RECORDS SUPPLIED:
[start]

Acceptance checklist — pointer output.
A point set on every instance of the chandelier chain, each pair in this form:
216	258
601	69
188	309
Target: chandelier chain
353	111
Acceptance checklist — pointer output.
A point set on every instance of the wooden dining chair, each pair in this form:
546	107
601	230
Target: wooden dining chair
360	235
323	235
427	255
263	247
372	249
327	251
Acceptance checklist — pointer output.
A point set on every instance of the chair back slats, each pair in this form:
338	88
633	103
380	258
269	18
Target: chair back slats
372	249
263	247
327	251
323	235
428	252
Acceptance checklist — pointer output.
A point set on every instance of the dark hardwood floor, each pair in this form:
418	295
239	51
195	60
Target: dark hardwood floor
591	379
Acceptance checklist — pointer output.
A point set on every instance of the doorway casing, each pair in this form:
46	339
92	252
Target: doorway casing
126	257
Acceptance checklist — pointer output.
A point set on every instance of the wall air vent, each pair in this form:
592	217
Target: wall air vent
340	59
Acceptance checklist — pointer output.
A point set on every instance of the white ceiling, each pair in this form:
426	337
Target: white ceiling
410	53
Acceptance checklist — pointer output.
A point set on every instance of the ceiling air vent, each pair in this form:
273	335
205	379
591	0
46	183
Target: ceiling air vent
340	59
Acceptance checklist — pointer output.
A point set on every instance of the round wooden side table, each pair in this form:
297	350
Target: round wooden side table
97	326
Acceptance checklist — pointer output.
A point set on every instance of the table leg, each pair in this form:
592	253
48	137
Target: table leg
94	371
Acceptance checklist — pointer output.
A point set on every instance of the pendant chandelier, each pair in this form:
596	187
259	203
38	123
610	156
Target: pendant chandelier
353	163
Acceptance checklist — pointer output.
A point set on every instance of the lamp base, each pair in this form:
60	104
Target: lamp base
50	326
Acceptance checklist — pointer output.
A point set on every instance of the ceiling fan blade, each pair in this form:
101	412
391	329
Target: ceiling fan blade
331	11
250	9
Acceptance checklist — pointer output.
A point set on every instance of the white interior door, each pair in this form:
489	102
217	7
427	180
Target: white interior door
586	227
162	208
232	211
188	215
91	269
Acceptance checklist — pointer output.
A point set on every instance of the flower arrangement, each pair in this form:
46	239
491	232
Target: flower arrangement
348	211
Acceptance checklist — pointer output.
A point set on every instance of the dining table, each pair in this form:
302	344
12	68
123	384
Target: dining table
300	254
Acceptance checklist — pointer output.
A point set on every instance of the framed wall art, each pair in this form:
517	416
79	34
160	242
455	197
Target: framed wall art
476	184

[end]

PROBLEM DESCRIPTION: Give an exact copy of all the data shown above.

TASK RESPONSE:
Acceptance checklist — pointer output.
A point set on every instance of the chandelier chain, each pair in this form:
216	258
601	69
188	309
Target: chandelier chain
353	111
Acceptance checklist — pointer output.
A point set on every instance of the wooden dining chair, each pair in this form:
546	107
601	230
Target: wooden dining chair
360	235
323	235
427	255
263	247
372	249
327	251
Acceptance checklist — pointer output.
A point set on every instance of the chair back slats, each pair in this form:
338	88
633	103
380	258
269	18
Target: chair back slats
372	249
263	247
327	251
323	235
428	252
Acceptance checklist — pointer output.
A point set on every instance of the dark hardwood floor, each pair in this form:
418	295
239	51
195	60
Target: dark hardwood floor
591	379
Acceptance checklist — pointer output.
A point set on every instance of the doorway casing, each pair in this form:
46	339
92	252
Target: doorway casing
126	257
Acceptance checklist — pointer output.
A point set on every instance of the wall air vent, each pair in this form:
592	217
Target: wall air vent
340	59
Acceptance checklist — pointer output.
A point set on every instance of the white ceiling, each pair in this form:
426	337
Target: white ceiling
410	53
Acceptance checklist — pointer output.
A point set on every instance of the ceiling air vent, each pair in this form:
273	335
205	379
591	0
46	183
Target: ceiling air vent
340	59
Acceptance checklist — pointer output.
A point set on every instance of the round wooden side table, each pair in this form:
297	350
Target: round wooden side table
97	326
Acceptance checklist — pointer output.
A point set on every instance of the table leg, each pair in this form:
592	253
48	137
Target: table leg
94	371
Acceptance checklist — pointer output.
A point set on every instance of the pendant chandelier, each pair in this form:
596	187
259	203
38	123
610	156
Target: pendant chandelier
353	163
Acceptance checklist — pointer output.
A point set on every instance of the lamp base, each pair in this form:
60	104
Target: lamp base
50	326
Acceptance checklist — pointer output.
A point set on every instance of the ceiling fan blade, each pair in this form:
101	412
391	329
Target: ceiling fan blade
331	11
250	9
Acceptance checklist — pointer output.
A point set on every instance of the white interior door, each pair in this form:
489	102
217	7
427	180
Target: white interior door
586	227
162	208
232	211
188	215
91	269
Acceptance checklist — pointer output.
A point set on every instance of the flower arrangement, each pair in this form:
46	239
491	232
Target: flower arrangement
348	211
Acceptance checklist — pointer output.
A point set on every instance of the dining table, each pair in this form:
302	344
12	68
123	384
Target: dining table
300	254
Acceptance checklist — pointer output.
A point set on every instance of the framed wall art, each pair in this form:
517	416
79	34
160	242
455	197
Target: framed wall art
476	184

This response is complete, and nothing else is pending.